**WORK INSTRUCTIONS**
Please answer these questions using the excerpt on partial identification below, one answer per line:
1. According to the excerpt, what does the exclusion restriction in IV say?
2. Whose work from 1990 is credited with founding the literature on partial identification?
3. What symbol denotes the average treatment effect, and how is it defined?

++++ EXCERPT TO READ

The Causal Review

1 The Problem with Point Identification

Standard causal inference strategies aim at point identification: a set of assumptions under which the average treatment effect (or some other estimand) is uniquely determined by the distribution of observables. Unconfoundedness says that treatment is as good as randomly assigned conditional on covariates. The exclusion restriction in IV says the instrument affects outcomes only through treatment. Parallel trends in DiD says treated and control groups would have followed the same time path absent treatment.

These assumptions are often plausible, sometimes implausible, and almost always untestable. What happens when we refuse to make them? Manski [1990] and the literature he founded answer this question rigorously: the data alone, without identifying assumptions, typically do not pin down the treatment effect to a single number. But they do restrict it to a set an identification region. This is partial identification.

2 The No-Assumptions Bound

Let Y_i(0) and Y_i(1) denote potential outcomes under control and treatment respectively, with Y_i ∈ [y_L, y_U] bounded. The average treatment effect is τ = E[Y_i(1) - Y_i(0)].

++++++++
++++ MATERIAL PROVIDED

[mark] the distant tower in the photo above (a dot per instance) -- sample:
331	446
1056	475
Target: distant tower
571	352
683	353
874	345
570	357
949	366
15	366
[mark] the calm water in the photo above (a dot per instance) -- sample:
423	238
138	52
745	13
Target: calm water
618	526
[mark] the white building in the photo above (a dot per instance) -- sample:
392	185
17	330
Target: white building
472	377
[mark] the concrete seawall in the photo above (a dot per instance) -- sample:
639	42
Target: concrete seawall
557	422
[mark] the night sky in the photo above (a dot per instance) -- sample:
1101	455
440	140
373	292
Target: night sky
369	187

++++++++
++++ MATERIAL PROVIDED

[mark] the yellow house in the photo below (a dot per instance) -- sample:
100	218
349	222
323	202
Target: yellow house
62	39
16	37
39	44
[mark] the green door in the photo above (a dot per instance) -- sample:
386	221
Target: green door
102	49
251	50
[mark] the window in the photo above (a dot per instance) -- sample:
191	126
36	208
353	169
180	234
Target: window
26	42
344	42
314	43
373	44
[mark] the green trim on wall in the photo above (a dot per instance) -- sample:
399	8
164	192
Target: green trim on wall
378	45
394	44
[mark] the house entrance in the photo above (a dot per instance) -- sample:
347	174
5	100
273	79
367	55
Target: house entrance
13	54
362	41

++++++++
++++ MATERIAL PROVIDED

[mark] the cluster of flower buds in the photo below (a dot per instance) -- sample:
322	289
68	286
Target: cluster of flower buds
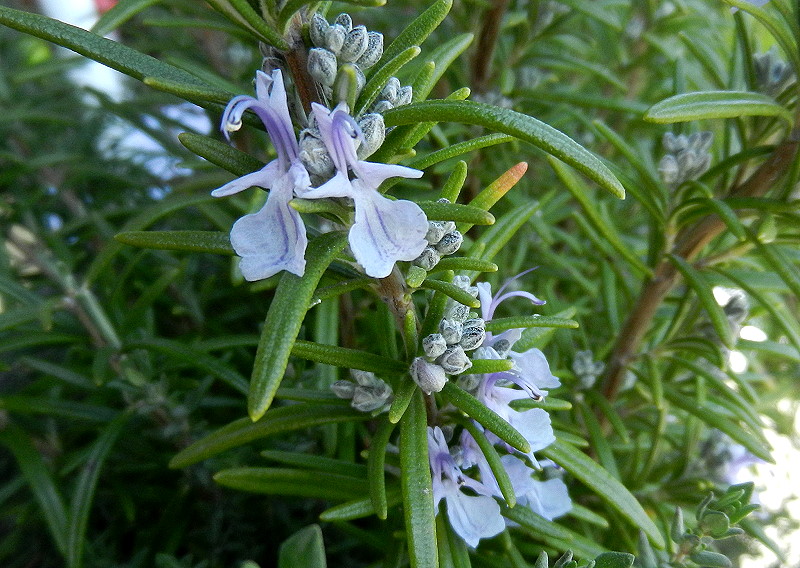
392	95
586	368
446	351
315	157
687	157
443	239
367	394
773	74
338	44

++++++++

**FULL ANSWER**
1. The instrument affects outcomes only through treatment.
2. Manski's.
3. τ, defined as τ = E[Y_i(1) - Y_i(0)].